__TEXT UNDER STUDY__:
_ _ _ _ _ _ _

La Fondation Frantz Fanon affirme sa solidarité sans réserve à l’égard des populations noires qui doivent faire face au racisme d’État actuel en Tunisie. Elle affirme également son soutien à toutes les organisations, ainsi qu’à toutes les citoyennes et les citoyens tunisiens qui ont fait le choix de s’opposer à la négrophobie.

Fondation Frantz Fanon


State Negrophobia in Tunisia: Communiqué of the Frantz Fanon Foundation

On Tuesday, February 21, 2023, the Tunisian president, Kaïs Saïed, said he was alarmed by the flood of « hordes of illegal migrants » from sub-Saharan Africa into his country. In addition, he interpreted their presence as part of a « criminal enterprise to change the demographic composition » of the country by erasing its « Arab-Muslim » character. He also suggested that these black populations were potential criminals who were bringing insecurity to the country.

Many observers have noted the close similarities between the president’s speech and the famous conspiracy theory of the Great Replacement that has been circulating in the Western world for some years. Among far-right politicians, of course: Éric Zemmour in France, Prime Minister Giorgia Meloni in Italy, and many elected officials of the Republican Party in the United States, among others. But also in the prose of white supremacist terrorists such as Brenton Tarrant, the Islamophobic murderer of the Christchurch mosques in New Zealand, or, more recently, Payton Gendron, the negrophobic killer in New York State.

In all these cases, the same argumentative structure is used: the presence of black or immigrant populations is assimilated to a genocidal enterprise, to an attempt to destroy the majority people demographically, biologically and culturally. This enterprise would be engineered by some occult power, secret world government or omnipotent network of influence. These sophisms, invariably asserted with great conviction but no proof, give the appearance of geopolitical analysis. In fact, it is a State negrophobia that is expressed in broad daylight.

Blinded by racism, the Tunisian president affects to fly to the rescue of Islam and Arab identity by mimicking a conspiracy theory that has legitimized the worst policies and the most deadly Islamophobic attacks of the century. While several NGOs have been expressing alarm for many months about a xenophobic and negrophobic climate that is intensifying, accompanied by human rights violations, Kaïs Saïed has chosen to accompany and even intensify this racist chauvinist groundswell.

_ _ _ _ _ _ _

__REQUIRED ACTION 1__: On what date did the Tunisian president make the remarks that the communiqué responds to?
__REQUIRED ACTION 2__: Echo the communiqué from "Blinded by racism, the" up to and including "racist chauvinist groundswell.".

_ _ _ _ _ _ _

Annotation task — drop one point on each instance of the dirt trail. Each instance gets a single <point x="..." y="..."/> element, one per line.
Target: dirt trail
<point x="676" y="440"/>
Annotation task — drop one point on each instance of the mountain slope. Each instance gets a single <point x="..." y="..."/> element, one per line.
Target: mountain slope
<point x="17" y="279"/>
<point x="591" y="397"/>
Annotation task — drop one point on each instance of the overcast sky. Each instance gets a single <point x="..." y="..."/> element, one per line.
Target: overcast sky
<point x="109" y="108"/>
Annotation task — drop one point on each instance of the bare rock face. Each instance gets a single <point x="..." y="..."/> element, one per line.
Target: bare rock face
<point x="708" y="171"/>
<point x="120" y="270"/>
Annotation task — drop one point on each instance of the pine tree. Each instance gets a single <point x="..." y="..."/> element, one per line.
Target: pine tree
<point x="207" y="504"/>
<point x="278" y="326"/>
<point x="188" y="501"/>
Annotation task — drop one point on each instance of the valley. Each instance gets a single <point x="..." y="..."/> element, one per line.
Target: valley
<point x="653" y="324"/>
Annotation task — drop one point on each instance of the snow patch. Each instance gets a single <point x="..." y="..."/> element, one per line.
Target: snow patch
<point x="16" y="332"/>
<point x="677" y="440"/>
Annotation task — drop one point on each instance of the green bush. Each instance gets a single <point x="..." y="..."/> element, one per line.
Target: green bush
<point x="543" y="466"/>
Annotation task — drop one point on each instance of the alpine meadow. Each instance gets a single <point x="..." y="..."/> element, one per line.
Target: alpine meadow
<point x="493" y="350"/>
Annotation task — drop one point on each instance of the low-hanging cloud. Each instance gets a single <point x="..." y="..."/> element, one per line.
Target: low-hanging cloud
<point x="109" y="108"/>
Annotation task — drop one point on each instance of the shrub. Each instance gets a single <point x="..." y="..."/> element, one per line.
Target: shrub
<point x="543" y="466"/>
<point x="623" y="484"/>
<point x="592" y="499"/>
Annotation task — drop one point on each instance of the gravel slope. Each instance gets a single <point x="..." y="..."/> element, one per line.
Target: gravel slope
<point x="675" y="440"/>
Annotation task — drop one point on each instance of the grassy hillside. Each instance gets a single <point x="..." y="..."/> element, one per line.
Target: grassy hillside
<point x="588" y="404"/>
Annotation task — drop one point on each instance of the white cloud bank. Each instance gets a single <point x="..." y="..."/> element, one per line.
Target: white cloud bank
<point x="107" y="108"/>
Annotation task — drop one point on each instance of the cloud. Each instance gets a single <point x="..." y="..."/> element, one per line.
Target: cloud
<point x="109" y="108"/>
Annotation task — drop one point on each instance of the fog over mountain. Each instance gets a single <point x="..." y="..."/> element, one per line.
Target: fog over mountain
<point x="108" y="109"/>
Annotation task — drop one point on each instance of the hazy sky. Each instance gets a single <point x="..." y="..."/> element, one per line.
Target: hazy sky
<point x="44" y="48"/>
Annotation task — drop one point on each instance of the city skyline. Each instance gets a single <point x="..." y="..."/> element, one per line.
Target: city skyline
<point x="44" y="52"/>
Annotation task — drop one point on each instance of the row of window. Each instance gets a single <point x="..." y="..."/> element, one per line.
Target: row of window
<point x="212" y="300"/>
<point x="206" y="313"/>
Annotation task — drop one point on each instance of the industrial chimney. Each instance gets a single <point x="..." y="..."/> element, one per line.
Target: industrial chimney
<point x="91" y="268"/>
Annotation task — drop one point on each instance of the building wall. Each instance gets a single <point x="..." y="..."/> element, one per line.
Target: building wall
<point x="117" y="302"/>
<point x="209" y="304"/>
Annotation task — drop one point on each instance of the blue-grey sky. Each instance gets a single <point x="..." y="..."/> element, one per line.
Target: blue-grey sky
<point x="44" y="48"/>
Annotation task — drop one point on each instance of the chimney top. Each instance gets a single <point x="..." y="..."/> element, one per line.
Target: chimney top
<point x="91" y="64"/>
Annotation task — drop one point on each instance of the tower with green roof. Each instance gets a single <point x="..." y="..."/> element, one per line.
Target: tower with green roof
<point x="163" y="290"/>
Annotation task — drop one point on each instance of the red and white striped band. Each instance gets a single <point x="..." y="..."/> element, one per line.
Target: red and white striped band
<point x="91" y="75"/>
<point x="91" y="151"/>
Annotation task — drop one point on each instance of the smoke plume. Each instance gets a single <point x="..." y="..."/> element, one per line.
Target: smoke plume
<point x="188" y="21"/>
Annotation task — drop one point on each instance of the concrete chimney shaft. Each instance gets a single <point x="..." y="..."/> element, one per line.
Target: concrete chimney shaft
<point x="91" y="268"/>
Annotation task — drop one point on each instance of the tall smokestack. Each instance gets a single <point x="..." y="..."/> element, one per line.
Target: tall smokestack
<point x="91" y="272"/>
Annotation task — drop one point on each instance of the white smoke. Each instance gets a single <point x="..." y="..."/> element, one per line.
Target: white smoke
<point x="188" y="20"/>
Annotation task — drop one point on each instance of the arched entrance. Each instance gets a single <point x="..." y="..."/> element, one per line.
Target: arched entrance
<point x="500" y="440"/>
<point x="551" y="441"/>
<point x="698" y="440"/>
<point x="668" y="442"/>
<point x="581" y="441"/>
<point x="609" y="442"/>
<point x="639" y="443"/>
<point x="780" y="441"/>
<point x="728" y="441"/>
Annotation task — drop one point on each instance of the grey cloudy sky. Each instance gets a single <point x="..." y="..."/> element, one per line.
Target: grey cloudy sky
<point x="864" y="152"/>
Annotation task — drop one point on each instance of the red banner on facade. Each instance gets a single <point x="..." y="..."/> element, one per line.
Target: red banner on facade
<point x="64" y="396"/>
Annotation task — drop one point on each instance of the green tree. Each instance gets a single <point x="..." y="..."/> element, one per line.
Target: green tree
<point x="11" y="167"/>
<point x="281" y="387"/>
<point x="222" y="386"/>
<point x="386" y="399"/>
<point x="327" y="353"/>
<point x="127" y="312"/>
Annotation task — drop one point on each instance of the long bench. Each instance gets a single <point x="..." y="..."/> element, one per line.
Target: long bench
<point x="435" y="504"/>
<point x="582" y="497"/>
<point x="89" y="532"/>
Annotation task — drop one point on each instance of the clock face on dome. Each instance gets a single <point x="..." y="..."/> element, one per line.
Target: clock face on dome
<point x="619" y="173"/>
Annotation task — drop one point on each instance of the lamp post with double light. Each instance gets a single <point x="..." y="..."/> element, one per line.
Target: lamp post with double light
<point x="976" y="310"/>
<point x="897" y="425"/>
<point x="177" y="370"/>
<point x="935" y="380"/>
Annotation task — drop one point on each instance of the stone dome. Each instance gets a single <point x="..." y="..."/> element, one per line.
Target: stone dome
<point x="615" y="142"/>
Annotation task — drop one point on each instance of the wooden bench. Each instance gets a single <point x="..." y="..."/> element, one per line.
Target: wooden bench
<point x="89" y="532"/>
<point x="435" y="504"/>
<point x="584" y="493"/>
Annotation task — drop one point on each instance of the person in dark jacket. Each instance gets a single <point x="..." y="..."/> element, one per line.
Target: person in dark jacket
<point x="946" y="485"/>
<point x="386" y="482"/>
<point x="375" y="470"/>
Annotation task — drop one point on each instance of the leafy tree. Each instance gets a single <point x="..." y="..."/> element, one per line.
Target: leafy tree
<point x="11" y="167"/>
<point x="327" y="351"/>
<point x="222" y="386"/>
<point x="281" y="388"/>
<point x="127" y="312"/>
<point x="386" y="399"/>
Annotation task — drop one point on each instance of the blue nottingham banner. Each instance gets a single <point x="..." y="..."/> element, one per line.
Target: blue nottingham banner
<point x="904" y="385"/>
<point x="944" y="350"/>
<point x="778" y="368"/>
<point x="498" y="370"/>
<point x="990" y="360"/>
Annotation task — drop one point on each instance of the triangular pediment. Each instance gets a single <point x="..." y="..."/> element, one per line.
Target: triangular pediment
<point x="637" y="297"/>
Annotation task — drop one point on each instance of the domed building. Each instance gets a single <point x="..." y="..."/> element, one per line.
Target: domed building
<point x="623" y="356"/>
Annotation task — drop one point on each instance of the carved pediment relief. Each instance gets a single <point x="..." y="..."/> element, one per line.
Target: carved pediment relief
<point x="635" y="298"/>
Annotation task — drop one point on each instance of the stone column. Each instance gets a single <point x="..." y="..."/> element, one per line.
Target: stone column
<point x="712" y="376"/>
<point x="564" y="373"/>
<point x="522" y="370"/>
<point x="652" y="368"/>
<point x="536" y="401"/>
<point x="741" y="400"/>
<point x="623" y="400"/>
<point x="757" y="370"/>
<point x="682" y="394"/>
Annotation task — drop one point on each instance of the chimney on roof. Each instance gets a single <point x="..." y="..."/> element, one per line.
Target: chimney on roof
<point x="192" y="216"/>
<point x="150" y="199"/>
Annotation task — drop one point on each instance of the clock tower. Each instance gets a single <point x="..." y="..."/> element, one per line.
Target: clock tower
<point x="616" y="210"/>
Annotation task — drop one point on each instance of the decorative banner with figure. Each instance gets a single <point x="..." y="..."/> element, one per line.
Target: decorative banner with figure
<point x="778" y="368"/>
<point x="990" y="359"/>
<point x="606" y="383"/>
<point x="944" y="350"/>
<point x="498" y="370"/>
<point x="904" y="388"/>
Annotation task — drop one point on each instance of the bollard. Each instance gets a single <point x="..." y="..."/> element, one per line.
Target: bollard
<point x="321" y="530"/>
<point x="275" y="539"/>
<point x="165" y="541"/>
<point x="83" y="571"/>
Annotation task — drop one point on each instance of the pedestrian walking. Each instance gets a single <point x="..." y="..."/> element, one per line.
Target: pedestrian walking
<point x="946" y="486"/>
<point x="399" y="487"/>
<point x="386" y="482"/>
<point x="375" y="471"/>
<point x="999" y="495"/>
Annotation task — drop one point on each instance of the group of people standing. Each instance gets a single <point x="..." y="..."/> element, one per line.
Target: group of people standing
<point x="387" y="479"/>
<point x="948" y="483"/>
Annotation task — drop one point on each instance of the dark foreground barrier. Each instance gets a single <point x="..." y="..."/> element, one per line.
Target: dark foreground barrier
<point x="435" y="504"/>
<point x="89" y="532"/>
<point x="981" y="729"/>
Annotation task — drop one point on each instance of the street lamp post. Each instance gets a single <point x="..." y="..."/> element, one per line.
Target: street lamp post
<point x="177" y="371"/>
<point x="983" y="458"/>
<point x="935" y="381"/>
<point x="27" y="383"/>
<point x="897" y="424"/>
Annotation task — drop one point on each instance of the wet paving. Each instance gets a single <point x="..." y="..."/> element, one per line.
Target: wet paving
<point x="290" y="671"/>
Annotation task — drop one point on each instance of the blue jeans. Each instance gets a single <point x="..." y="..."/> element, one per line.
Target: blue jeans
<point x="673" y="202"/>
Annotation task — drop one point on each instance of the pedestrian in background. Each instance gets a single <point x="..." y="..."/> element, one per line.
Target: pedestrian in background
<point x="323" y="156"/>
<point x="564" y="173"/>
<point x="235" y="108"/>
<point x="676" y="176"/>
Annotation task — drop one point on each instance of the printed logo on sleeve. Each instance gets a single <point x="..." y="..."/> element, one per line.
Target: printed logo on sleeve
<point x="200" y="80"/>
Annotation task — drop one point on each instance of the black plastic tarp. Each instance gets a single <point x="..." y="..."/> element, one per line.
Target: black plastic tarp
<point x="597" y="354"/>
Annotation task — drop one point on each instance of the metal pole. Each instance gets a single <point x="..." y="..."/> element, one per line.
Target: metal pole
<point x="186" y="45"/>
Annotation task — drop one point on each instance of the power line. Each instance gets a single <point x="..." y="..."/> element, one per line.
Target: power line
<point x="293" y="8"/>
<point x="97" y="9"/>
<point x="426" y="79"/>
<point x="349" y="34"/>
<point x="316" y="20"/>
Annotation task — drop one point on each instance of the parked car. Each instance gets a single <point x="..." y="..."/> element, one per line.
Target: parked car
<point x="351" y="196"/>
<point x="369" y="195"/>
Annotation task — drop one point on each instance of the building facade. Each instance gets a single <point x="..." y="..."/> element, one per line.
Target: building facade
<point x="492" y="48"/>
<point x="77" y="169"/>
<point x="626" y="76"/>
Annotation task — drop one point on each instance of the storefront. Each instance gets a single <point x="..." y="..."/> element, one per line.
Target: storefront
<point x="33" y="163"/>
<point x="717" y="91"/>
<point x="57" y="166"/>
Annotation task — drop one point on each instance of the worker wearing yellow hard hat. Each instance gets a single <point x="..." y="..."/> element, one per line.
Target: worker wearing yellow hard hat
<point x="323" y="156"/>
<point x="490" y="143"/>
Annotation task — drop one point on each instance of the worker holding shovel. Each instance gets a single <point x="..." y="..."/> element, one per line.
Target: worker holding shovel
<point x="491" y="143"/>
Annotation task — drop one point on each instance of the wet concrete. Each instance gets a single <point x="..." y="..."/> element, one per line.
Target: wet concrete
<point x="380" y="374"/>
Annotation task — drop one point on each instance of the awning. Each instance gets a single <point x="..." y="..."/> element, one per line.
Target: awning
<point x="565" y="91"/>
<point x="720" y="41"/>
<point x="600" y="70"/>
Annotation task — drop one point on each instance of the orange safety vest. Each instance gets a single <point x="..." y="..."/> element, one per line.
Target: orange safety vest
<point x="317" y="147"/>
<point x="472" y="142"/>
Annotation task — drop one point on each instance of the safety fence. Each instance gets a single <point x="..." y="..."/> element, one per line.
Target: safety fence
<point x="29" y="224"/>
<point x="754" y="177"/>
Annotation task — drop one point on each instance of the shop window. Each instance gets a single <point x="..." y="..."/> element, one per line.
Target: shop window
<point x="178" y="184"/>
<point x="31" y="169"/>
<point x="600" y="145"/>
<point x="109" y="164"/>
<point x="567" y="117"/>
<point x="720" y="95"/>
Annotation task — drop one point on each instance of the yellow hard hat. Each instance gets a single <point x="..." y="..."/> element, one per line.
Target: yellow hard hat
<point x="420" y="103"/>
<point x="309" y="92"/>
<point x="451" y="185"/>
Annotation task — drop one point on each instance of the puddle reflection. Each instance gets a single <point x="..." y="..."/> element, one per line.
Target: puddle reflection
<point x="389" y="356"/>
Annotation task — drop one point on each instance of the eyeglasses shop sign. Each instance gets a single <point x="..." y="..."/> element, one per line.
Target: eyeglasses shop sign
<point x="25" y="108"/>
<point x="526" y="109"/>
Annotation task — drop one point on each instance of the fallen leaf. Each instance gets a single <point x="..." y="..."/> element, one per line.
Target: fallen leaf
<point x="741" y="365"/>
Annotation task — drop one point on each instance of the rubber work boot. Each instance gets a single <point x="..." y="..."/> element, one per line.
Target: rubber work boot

_ _ _ _ _ _ _

__EXPECTED ANSWER 1__: Tuesday, February 21, 2023.

__EXPECTED ANSWER 2__:
Blinded by racism, the Tunisian president affects to fly to the rescue of Islam and Arab identity by mimicking a conspiracy theory that has legitimized the worst policies and the most deadly Islamophobic attacks of the century. While several NGOs have been expressing alarm for many months about a xenophobic and negrophobic climate that is intensifying, accompanied by human rights violations, Kaïs Saïed has chosen to accompany and even intensify this racist chauvinist groundswell.